***** Passage retenu *****

La Chronique Agora

Edimbourg, Bernanke et Volcker

▪ Ceux qui pensent que le monde se réchauffe devraient faire un tour à Edimbourg, où nous avons passé le week-end. C’est une ville faite de pierre. De la pierre jaune. De la pierre brune. De la pierre presque noire. Quasiment tous les bâtiments sont faits de pierre. Et la ville entière repose sur un rocher…

Un visiteur minéralomane est ravi. Il peut admirer toutes les pierres qu’il veut.

Un enthousiaste du réchauffement climatique, en revanche, aurait été déçu. Même les pierres frissonnaient, le week-end dernier. A mi-juin, les journées sont aussi longues qu’une nuit arctique… et aussi froides.

Le vent balayait le Royal Mile. La pluie tombait à angle droit. Les touristes, pliés en deux, essayaient de poursuivre leur chemin. Emmitouflés dans des pulls, des écharpes, des chapeaux et des manteaux, ils se pressaient dans le château et les salons de thé.

Les pauvres Américains ne comprenaient rien. En short et en t-shirt, ils devaient se demander s’il ne s’était pas produit une étrange rupture du continuum spatio-temporel. Ils n’avaient plus six heures de décalage horaire… mais six mois. On se serait cru en plein décembre plutôt qu’au milieu de l’été.

***** Entrées *****

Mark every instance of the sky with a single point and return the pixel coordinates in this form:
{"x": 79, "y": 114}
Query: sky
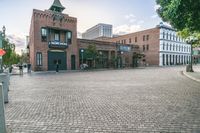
{"x": 126, "y": 16}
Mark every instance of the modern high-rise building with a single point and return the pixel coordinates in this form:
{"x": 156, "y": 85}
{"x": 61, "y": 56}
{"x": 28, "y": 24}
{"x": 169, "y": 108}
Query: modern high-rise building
{"x": 99, "y": 30}
{"x": 53, "y": 39}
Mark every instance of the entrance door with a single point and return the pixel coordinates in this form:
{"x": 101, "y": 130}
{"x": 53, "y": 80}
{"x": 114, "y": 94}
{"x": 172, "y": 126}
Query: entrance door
{"x": 57, "y": 57}
{"x": 73, "y": 62}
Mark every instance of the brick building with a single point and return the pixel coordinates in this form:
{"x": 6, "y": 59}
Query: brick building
{"x": 160, "y": 45}
{"x": 53, "y": 39}
{"x": 109, "y": 54}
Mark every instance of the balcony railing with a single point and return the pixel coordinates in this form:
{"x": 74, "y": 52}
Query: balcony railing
{"x": 57, "y": 44}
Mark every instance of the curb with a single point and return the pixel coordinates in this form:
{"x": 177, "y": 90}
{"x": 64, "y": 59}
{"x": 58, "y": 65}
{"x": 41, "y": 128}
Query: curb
{"x": 195, "y": 79}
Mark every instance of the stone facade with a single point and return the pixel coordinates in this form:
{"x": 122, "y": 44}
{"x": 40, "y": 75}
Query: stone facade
{"x": 110, "y": 54}
{"x": 151, "y": 43}
{"x": 147, "y": 41}
{"x": 46, "y": 27}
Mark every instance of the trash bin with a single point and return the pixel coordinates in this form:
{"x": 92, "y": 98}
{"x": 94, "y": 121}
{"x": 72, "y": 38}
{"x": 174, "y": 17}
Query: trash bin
{"x": 5, "y": 83}
{"x": 2, "y": 114}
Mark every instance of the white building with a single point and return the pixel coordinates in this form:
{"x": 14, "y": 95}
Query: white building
{"x": 173, "y": 49}
{"x": 99, "y": 30}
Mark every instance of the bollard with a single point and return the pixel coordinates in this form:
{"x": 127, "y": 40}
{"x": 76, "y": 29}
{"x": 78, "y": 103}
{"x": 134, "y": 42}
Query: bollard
{"x": 2, "y": 115}
{"x": 4, "y": 81}
{"x": 8, "y": 78}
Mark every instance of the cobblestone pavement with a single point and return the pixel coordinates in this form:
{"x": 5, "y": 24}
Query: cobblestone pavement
{"x": 155, "y": 100}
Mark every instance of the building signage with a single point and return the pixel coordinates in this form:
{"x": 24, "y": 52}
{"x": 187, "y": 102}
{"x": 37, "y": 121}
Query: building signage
{"x": 125, "y": 48}
{"x": 57, "y": 44}
{"x": 2, "y": 52}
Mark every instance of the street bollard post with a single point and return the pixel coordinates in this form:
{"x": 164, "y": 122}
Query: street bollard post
{"x": 4, "y": 81}
{"x": 2, "y": 114}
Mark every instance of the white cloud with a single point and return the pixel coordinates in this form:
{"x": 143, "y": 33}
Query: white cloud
{"x": 131, "y": 18}
{"x": 125, "y": 29}
{"x": 19, "y": 42}
{"x": 154, "y": 16}
{"x": 79, "y": 34}
{"x": 156, "y": 7}
{"x": 140, "y": 22}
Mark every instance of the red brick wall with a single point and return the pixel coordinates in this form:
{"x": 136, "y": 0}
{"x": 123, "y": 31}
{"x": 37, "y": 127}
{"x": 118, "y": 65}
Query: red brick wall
{"x": 45, "y": 19}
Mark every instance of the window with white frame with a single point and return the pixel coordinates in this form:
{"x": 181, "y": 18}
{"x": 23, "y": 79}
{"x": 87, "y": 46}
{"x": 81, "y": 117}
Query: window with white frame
{"x": 39, "y": 59}
{"x": 44, "y": 34}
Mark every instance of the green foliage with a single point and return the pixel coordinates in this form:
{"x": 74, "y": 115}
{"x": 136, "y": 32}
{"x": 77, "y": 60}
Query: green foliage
{"x": 11, "y": 57}
{"x": 91, "y": 51}
{"x": 183, "y": 15}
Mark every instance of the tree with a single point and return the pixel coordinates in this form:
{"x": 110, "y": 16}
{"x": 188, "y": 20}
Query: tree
{"x": 184, "y": 16}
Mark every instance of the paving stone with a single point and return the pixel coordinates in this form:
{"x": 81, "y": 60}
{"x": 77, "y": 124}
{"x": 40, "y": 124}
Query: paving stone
{"x": 147, "y": 100}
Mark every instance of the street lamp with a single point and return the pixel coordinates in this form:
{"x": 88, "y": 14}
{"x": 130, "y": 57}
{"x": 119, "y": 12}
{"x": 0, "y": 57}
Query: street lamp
{"x": 122, "y": 57}
{"x": 101, "y": 58}
{"x": 4, "y": 31}
{"x": 82, "y": 51}
{"x": 190, "y": 41}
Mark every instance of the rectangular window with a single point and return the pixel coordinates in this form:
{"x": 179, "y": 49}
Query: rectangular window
{"x": 144, "y": 38}
{"x": 147, "y": 37}
{"x": 39, "y": 59}
{"x": 147, "y": 47}
{"x": 143, "y": 47}
{"x": 135, "y": 39}
{"x": 129, "y": 40}
{"x": 44, "y": 34}
{"x": 69, "y": 37}
{"x": 57, "y": 37}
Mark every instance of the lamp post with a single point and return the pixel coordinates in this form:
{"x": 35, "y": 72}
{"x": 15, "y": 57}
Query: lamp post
{"x": 2, "y": 37}
{"x": 190, "y": 41}
{"x": 122, "y": 58}
{"x": 82, "y": 51}
{"x": 100, "y": 53}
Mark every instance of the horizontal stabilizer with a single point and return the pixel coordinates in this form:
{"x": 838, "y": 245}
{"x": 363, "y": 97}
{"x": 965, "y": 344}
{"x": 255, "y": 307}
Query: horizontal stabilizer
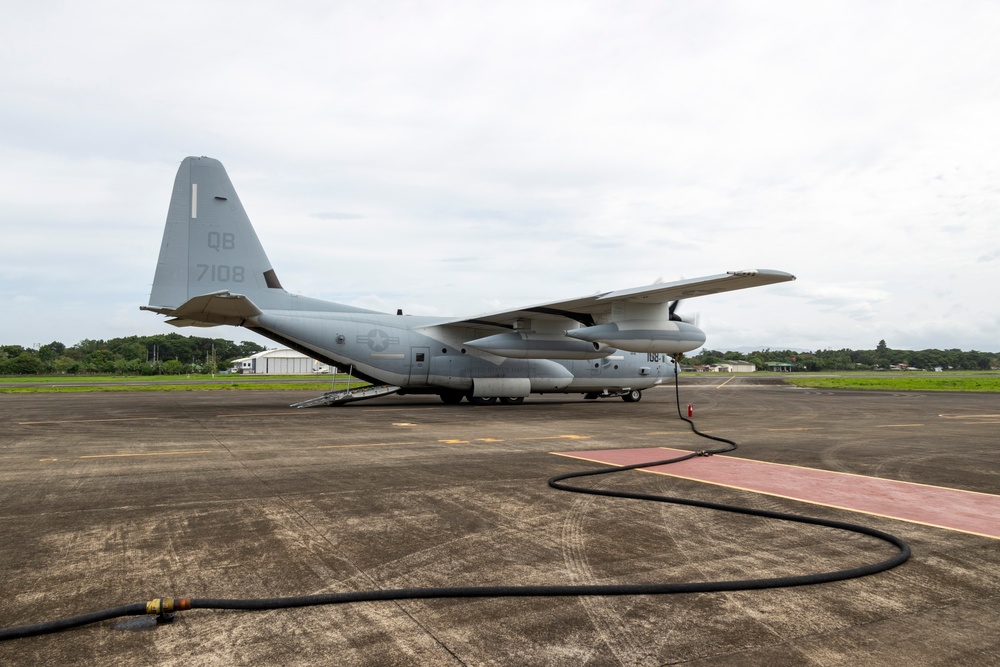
{"x": 211, "y": 309}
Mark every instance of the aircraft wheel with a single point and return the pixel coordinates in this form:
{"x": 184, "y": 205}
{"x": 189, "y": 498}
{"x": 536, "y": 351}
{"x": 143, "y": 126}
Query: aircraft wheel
{"x": 633, "y": 396}
{"x": 451, "y": 397}
{"x": 482, "y": 400}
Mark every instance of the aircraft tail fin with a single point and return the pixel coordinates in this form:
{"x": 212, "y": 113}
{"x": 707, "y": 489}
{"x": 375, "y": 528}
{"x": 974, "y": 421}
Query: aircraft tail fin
{"x": 209, "y": 245}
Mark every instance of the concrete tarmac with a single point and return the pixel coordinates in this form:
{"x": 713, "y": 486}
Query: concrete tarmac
{"x": 114, "y": 498}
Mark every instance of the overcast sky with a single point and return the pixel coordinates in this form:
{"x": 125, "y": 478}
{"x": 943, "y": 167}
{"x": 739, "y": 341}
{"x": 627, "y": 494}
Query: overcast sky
{"x": 457, "y": 157}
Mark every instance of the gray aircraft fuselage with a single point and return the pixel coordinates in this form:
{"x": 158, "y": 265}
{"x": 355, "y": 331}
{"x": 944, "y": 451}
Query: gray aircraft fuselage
{"x": 212, "y": 270}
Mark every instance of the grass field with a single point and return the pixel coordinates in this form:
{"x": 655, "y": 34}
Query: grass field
{"x": 103, "y": 383}
{"x": 978, "y": 382}
{"x": 970, "y": 381}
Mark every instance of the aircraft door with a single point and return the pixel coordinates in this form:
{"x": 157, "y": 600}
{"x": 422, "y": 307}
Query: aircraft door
{"x": 420, "y": 361}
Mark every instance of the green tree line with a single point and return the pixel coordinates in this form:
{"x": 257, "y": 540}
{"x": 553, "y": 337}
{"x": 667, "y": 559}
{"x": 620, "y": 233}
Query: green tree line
{"x": 882, "y": 357}
{"x": 166, "y": 354}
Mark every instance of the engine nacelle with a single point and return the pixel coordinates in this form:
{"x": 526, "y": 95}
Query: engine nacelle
{"x": 644, "y": 335}
{"x": 540, "y": 346}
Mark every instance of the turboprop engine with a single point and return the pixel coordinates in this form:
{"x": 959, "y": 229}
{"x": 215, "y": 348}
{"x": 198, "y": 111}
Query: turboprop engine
{"x": 671, "y": 337}
{"x": 531, "y": 345}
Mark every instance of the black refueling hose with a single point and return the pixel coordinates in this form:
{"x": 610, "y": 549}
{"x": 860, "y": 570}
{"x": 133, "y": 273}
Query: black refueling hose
{"x": 164, "y": 608}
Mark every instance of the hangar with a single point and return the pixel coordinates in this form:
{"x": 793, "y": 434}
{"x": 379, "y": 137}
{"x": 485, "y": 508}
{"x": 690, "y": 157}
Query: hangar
{"x": 278, "y": 362}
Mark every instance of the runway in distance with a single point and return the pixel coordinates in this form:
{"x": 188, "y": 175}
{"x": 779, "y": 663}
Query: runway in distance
{"x": 212, "y": 270}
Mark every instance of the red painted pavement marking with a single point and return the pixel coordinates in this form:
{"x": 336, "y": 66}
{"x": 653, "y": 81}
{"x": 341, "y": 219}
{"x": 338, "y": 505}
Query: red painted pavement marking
{"x": 953, "y": 509}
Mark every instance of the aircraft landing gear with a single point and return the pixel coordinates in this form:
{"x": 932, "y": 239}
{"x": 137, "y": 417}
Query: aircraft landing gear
{"x": 451, "y": 397}
{"x": 482, "y": 400}
{"x": 633, "y": 396}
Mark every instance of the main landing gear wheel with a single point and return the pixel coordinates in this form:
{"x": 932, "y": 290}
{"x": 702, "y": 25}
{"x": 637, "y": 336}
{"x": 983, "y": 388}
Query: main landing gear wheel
{"x": 482, "y": 400}
{"x": 451, "y": 397}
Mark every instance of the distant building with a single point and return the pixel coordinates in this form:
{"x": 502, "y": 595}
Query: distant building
{"x": 728, "y": 366}
{"x": 278, "y": 362}
{"x": 779, "y": 366}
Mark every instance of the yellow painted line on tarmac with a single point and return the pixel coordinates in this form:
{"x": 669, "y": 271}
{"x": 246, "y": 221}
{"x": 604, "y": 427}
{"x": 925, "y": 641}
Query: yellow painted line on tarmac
{"x": 367, "y": 444}
{"x": 87, "y": 421}
{"x": 969, "y": 416}
{"x": 800, "y": 428}
{"x": 114, "y": 456}
{"x": 285, "y": 413}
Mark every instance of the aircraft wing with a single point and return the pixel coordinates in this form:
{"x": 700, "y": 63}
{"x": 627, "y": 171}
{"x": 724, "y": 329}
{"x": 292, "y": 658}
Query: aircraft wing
{"x": 586, "y": 310}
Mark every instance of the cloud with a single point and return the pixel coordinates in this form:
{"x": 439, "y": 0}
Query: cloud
{"x": 450, "y": 156}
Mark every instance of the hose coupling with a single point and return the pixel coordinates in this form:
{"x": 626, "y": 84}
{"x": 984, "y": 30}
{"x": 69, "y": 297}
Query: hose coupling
{"x": 164, "y": 608}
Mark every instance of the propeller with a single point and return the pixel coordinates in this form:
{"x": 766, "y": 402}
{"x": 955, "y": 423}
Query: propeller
{"x": 674, "y": 317}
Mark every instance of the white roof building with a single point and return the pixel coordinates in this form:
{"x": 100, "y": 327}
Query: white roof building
{"x": 278, "y": 362}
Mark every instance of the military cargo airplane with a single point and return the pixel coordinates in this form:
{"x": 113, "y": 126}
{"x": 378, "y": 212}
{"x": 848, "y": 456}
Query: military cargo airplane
{"x": 212, "y": 270}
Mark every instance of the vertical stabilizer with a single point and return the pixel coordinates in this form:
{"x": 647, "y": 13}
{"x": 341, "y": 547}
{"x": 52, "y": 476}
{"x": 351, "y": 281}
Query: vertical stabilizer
{"x": 208, "y": 243}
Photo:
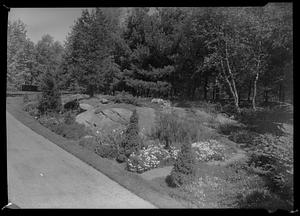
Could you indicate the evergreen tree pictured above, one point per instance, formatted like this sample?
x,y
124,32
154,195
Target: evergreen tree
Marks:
x,y
50,100
20,55
89,58
131,142
183,170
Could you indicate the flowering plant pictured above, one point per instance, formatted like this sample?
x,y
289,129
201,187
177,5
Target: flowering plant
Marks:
x,y
150,158
208,150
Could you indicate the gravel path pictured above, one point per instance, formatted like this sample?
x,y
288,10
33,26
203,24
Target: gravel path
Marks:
x,y
42,175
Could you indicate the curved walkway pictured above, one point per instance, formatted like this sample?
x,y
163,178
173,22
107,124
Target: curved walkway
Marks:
x,y
42,175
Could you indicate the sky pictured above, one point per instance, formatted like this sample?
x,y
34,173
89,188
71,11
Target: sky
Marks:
x,y
40,21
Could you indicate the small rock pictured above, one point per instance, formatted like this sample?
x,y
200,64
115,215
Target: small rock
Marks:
x,y
104,101
86,106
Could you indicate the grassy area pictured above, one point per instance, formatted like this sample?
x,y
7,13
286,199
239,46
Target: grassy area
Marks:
x,y
129,180
255,180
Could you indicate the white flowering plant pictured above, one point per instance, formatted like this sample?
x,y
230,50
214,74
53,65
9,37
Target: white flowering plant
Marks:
x,y
209,150
150,157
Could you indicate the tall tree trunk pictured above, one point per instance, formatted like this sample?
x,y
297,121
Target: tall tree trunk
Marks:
x,y
249,91
231,84
266,95
254,91
205,88
281,93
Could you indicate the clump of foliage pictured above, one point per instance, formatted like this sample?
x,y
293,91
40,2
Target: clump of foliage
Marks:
x,y
25,98
228,128
263,120
50,100
88,142
73,131
260,198
131,142
107,151
184,167
55,122
242,136
210,150
124,97
31,108
171,129
153,156
72,105
69,117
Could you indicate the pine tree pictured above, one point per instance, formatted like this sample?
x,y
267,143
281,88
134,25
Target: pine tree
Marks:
x,y
183,170
131,142
50,100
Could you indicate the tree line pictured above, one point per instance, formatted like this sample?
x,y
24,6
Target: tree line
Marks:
x,y
196,53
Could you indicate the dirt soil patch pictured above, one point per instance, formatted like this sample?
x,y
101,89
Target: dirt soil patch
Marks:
x,y
131,181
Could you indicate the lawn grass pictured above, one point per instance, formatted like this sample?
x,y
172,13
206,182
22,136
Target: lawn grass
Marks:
x,y
131,181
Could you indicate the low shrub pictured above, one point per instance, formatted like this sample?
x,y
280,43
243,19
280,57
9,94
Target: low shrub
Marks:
x,y
55,122
107,151
261,198
88,142
151,157
171,129
131,141
262,120
73,131
242,136
69,117
121,157
184,168
210,150
25,98
31,108
72,105
228,128
112,137
50,100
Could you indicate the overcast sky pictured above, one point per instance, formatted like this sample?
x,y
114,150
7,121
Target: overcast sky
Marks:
x,y
54,21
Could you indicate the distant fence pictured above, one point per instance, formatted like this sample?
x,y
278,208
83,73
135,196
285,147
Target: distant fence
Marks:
x,y
29,88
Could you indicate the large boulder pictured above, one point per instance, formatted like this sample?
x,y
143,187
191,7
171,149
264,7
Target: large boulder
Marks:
x,y
162,102
71,105
104,101
67,98
105,120
115,118
85,106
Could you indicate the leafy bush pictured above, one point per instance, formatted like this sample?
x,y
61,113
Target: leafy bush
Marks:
x,y
72,105
261,198
25,98
107,151
113,137
131,142
69,117
184,167
31,108
262,120
228,128
71,131
242,136
121,157
124,97
89,142
55,123
150,158
170,129
50,100
208,150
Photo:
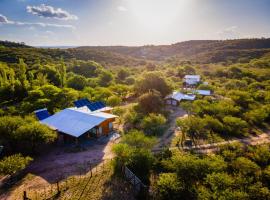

*****

Consigne: Recopiez le texte sur Edimbourg entre « La Chronique Agora » et « et aussi froides. », bornes comprises. Les items constituent un matériau distinct du texte sur Edimbourg.

Résultat attendu:
La Chronique Agora

Edimbourg, Bernanke et Volcker

▪ Ceux qui pensent que le monde se réchauffe devraient faire un tour à Edimbourg, où nous avons passé le week-end. C’est une ville faite de pierre. De la pierre jaune. De la pierre brune. De la pierre presque noire. Quasiment tous les bâtiments sont faits de pierre. Et la ville entière repose sur un rocher…

Un visiteur minéralomane est ravi. Il peut admirer toutes les pierres qu’il veut.

Un enthousiaste du réchauffement climatique, en revanche, aurait été déçu. Même les pierres frissonnaient, le week-end dernier. A mi-juin, les journées sont aussi longues qu’une nuit arctique… et aussi froides.